╭─ READING TEXT
We utilised a constant comparative approach (Silverman, 2005) to analyse the focus group interview transcripts. The constant comparative approach involved us firstly conducting an emic data analysis to generate an emergent framework of themes important to participants’ experiences in their ILE practicums. For example we identified “tinkering” as an emic code that described a disposition towards candidate teachers playing with the affordances of particular technology apps before enacting these with their students. Three participants discussed tinkering as an approach that they used to prepare for teaching that became more important in ILEs because of the need to fit in with other teachers.

We developed this emic coding framework during analysis of the first interview transcript, then applied it successively to the second and third transcripts, refining the emergent framework with each iteration and re-applying new codes until we were satisfied we had accounted for all the data. We conducted the data analysis separately in the first instance, then met together to debate, define and provide examples for each code until we reached consensus.

We also conducted an etic analysis of the data by using the broad topics of our focus group interview questions, Monahan’s (2000) elements of built pedagogy and Lefebvre’s three spaces as codes. For example Monahan’s notion of “fluidity”, or “Design of space for flows of individuals, sight, sound and air” (n.p.) enabled us to engage with participants’ descriptions of the characteristics of ILEs to identify the flows they expected to find and the “lived” realities of the bespoke practicum environment. Through this we realised participants theorise ILEs more than we had expected, given very little consideration of ILEs in our programme curriculum at the time.

To illuminate the socio-spatial we used axial coding processes to produce socio-spatial harmonics, the interconnections we identified between the perceived, conceived and lived spaces that participants discussed. Codes that co-occurred, and that we deduced were related, were linked together to produce three harmonics that addressed how candidate teachers learned to teach on an ILE-situated practicum.

The harmonics were:

  1. 1.

    Collegial Collaboration;

  2. 2.

    Responding to the particular rhythmical practices of ILEs and

  3. 3.

    Negotiating messy materialities versus the “ideals” of teaching in ILEs.

We present these harmonics as themes in the sections that follow, after describing the characteristics of the ILEs our participants inhabited on practicum.

Characteristics of the ILEs

The nine participants drew on their experiences of 11 ILE practicums in the focus group interviews. The contexts are presented in relation to Dovey and Fisher’s (2014) spatial typology adapted by Imms, Mahat, et al. (2017) (Fig. 1).Footnote 1

Fig. 1
A model diagram represents the traditional and one plan learning spaces of storeroom, classroom, street space, and commons.

(source Imms, W., Mahat, M., Byers, T, & Murphy, D. (2017). Reprinted with permission from the ILETC project)

Typology of spatial design

All the ILE contexts the participants experienced were retrospective adaptations of existing classrooms and other spaces (school hall, cloak rooms, etc). All ILEs were in their first 2 to 3 years of operation, with most in their first year. Table 1 arranges the 11 practicums in relation to the spatial typology presented.
╰─
╭─ PROVIDED RECORDS
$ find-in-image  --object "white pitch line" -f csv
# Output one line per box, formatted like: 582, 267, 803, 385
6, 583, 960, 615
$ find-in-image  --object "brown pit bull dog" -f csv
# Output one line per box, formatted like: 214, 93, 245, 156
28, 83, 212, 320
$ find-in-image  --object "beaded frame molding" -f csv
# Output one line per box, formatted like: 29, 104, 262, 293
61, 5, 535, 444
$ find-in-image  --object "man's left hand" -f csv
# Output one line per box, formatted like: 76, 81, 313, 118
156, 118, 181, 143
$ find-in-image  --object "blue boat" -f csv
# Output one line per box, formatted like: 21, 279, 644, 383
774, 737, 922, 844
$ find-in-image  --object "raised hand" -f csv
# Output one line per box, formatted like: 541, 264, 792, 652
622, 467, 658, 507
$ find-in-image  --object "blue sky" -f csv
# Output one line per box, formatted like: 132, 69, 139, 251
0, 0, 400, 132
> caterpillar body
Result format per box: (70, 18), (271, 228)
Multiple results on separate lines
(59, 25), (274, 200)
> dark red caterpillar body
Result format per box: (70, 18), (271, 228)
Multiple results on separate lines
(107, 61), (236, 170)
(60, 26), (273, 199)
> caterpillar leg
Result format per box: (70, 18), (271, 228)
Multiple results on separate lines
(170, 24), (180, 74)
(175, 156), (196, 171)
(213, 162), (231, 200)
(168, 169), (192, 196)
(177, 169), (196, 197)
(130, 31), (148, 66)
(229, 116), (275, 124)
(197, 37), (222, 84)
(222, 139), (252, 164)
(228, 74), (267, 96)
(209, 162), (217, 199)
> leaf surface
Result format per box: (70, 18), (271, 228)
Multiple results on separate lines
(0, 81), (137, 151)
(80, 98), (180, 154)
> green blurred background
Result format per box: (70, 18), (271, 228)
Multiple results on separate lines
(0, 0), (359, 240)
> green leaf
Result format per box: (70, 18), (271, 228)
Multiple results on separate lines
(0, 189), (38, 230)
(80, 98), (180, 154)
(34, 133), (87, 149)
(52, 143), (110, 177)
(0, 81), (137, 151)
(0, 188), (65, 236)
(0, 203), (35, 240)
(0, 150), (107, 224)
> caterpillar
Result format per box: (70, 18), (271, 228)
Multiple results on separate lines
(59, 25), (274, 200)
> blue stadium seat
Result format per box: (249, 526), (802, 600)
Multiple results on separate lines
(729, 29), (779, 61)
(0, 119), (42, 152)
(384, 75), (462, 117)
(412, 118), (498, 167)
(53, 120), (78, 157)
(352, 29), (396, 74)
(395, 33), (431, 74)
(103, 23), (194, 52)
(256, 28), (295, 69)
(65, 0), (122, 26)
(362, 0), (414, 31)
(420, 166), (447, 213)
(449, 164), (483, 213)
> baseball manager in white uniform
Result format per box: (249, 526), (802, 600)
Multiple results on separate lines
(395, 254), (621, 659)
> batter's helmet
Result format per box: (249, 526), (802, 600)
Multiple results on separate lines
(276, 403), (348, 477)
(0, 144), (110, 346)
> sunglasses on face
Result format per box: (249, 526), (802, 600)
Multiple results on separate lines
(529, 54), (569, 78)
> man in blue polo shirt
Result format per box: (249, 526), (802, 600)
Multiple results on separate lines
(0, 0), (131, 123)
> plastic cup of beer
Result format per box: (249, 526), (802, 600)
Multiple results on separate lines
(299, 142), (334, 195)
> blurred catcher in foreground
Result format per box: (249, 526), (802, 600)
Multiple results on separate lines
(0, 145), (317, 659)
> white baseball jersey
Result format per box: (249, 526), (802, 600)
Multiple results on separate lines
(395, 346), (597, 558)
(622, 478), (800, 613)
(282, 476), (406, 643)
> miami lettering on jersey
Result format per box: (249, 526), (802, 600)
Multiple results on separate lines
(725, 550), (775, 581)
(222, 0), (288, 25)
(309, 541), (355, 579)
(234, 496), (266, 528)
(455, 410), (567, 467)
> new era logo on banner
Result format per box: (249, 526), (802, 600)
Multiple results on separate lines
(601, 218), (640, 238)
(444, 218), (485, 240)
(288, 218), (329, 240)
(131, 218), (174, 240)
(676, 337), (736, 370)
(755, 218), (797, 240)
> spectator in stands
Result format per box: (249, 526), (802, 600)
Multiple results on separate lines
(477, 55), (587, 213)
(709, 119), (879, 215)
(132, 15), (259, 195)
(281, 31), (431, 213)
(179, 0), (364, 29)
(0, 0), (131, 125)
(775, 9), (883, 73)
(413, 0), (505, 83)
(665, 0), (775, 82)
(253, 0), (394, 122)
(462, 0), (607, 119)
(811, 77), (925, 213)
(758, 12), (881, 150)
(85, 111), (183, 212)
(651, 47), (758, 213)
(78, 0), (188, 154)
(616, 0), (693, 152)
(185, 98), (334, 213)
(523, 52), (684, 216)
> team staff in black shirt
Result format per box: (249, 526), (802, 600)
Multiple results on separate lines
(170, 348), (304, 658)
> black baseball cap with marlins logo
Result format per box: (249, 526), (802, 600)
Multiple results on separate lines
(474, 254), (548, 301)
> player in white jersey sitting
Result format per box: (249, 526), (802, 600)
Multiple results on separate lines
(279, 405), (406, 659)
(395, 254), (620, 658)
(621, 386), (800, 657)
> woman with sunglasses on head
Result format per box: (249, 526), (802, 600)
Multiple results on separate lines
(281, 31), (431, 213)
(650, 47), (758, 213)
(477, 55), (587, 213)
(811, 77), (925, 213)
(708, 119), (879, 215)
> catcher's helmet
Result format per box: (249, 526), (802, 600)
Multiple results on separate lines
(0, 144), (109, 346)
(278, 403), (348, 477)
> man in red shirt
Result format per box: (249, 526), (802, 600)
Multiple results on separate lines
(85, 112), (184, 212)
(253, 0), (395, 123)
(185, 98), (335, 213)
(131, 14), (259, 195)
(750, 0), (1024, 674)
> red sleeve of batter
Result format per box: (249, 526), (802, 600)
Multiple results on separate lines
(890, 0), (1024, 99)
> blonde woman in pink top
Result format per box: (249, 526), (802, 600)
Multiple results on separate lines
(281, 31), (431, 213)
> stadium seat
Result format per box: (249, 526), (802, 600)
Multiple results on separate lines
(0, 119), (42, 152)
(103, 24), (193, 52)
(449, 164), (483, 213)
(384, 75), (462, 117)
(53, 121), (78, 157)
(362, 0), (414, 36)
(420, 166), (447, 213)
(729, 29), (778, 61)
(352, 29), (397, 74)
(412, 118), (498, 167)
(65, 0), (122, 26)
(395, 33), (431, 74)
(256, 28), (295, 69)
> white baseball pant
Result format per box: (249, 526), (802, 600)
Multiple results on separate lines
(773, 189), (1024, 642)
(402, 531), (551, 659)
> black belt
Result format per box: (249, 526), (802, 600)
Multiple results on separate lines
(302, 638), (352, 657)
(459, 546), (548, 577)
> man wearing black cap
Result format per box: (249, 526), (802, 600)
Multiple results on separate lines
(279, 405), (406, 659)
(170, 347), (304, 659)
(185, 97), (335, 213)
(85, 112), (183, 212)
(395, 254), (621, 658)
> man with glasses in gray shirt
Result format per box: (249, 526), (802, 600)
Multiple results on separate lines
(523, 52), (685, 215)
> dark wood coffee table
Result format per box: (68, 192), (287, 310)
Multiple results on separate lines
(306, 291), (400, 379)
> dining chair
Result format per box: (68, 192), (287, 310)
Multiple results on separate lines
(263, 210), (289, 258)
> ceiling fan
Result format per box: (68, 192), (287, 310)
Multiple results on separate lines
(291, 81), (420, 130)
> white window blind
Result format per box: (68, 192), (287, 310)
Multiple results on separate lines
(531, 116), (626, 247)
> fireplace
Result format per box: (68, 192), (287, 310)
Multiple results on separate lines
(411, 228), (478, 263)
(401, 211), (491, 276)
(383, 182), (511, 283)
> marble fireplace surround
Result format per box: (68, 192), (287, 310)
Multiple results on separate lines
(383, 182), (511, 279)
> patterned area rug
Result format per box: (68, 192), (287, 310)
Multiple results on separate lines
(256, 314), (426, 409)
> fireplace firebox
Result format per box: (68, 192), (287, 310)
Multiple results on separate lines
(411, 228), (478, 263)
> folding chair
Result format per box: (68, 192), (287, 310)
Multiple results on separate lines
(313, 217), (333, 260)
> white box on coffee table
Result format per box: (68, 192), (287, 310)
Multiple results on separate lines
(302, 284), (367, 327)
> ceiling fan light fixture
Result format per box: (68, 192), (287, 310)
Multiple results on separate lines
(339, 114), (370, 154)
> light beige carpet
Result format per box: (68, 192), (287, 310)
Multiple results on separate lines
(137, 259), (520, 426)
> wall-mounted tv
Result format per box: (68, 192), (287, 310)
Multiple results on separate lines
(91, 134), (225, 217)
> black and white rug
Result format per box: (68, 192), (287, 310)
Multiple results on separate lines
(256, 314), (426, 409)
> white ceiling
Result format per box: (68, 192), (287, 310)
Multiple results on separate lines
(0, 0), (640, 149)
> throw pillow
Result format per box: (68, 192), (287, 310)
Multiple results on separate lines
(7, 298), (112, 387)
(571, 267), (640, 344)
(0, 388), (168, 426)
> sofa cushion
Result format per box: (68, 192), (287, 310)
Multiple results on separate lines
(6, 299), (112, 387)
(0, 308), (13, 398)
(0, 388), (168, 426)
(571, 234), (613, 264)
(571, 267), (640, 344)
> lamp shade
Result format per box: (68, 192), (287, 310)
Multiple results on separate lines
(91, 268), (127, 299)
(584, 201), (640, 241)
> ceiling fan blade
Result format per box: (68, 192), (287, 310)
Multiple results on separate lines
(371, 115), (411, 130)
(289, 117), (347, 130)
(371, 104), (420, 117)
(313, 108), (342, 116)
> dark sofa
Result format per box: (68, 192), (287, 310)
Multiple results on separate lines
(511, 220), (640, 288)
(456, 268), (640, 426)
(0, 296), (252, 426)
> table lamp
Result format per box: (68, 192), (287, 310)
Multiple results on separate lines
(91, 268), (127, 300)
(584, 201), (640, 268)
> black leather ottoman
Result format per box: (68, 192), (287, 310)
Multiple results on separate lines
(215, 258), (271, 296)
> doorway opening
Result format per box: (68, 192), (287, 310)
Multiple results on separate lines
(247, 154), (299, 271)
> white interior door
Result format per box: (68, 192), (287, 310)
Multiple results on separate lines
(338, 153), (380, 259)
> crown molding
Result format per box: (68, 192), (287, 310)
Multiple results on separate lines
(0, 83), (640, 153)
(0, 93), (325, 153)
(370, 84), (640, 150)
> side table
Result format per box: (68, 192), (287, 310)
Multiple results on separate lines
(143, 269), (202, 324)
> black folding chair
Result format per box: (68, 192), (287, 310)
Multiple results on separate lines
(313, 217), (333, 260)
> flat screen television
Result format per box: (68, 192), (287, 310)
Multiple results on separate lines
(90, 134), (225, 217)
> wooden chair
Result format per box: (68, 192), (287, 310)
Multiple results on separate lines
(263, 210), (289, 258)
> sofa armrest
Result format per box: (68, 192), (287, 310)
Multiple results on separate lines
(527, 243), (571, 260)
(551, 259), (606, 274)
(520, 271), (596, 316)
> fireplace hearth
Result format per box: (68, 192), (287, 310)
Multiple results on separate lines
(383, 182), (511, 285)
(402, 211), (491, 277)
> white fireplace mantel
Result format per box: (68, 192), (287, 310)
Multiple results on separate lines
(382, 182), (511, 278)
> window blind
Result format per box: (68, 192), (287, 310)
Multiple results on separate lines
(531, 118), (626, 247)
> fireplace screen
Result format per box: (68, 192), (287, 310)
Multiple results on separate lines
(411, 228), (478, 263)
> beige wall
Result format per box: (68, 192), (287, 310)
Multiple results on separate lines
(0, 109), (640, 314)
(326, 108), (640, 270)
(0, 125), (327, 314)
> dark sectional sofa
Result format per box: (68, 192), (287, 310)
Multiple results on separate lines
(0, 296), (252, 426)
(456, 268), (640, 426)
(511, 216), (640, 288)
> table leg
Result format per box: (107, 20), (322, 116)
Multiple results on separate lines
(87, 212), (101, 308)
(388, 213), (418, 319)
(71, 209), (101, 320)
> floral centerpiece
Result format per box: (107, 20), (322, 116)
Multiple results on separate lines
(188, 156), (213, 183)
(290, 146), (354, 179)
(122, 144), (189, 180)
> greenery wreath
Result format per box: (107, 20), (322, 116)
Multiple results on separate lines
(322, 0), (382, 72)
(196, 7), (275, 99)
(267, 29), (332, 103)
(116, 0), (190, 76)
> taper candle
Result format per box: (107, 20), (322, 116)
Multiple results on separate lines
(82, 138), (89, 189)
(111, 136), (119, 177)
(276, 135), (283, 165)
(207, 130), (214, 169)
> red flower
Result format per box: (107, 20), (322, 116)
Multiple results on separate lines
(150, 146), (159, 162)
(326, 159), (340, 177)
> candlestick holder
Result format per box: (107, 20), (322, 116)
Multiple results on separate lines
╰─
PROBLEM A: Can you copy the study on ILE practicums word for word, starting with "The nine participants" and going on through "spatial typology presented."?
PROBLEM B: Could you carry the study on ILE practicums forward from its last sentence?

ANSWER SECTION A:
The nine participants drew on their experiences of 11 ILE practicums in the focus group interviews. The contexts are presented in relation to Dovey and Fisher’s (2014) spatial typology adapted by Imms, Mahat, et al. (2017) (Fig. 1).Footnote 1

Fig. 1
A model diagram represents the traditional and one plan learning spaces of storeroom, classroom, street space, and commons.

(source Imms, W., Mahat, M., Byers, T, & Murphy, D. (2017). Reprinted with permission from the ILETC project)

Typology of spatial design

All the ILE contexts the participants experienced were retrospective adaptations of existing classrooms and other spaces (school hall, cloak rooms, etc). All ILEs were in their first 2 to 3 years of operation, with most in their first year. Table 1 arranges the 11 practicums in relation to the spatial typology presented.

ANSWER SECTION B:
Table 1 Spatial typology breakdown

Table 1 shows that four of the ILEs encountered were characterised as type A environments, essentially involving between one and three teachers teaching collaboratively within a traditional classroom space. Participants described experiences within five type C environments where classrooms had been modified to enable the use of breakout spaces and flexible pedagogical arrangements. Interestingly, these type C environments were identified as the least prevalent type of ILEs in New Zealand in the initial findings of the ILETC project (Bradbeer et al., 2017), but characterised five of the 11 spaces encountered by our participants.

Collegial Collaboration

Supporting teachers to collaborate forms an underpinning ubiquitous ideal and design principle of ILEs (Bradbeer, 2017). However, participants described the complexity collaboration produced for their supervisory relationships on practicum. Teaching on practicum in ILEs upscaled practicum supervision relationships from a predominantly one-to-one mentoring relationship with one associate teacher, to a one-to-many collegial relationship.

The spatiality of the ILE context required participants to plan collaboratively with multiple colleagues, taking responsibility for different groups of learners across curriculum areas and year levels.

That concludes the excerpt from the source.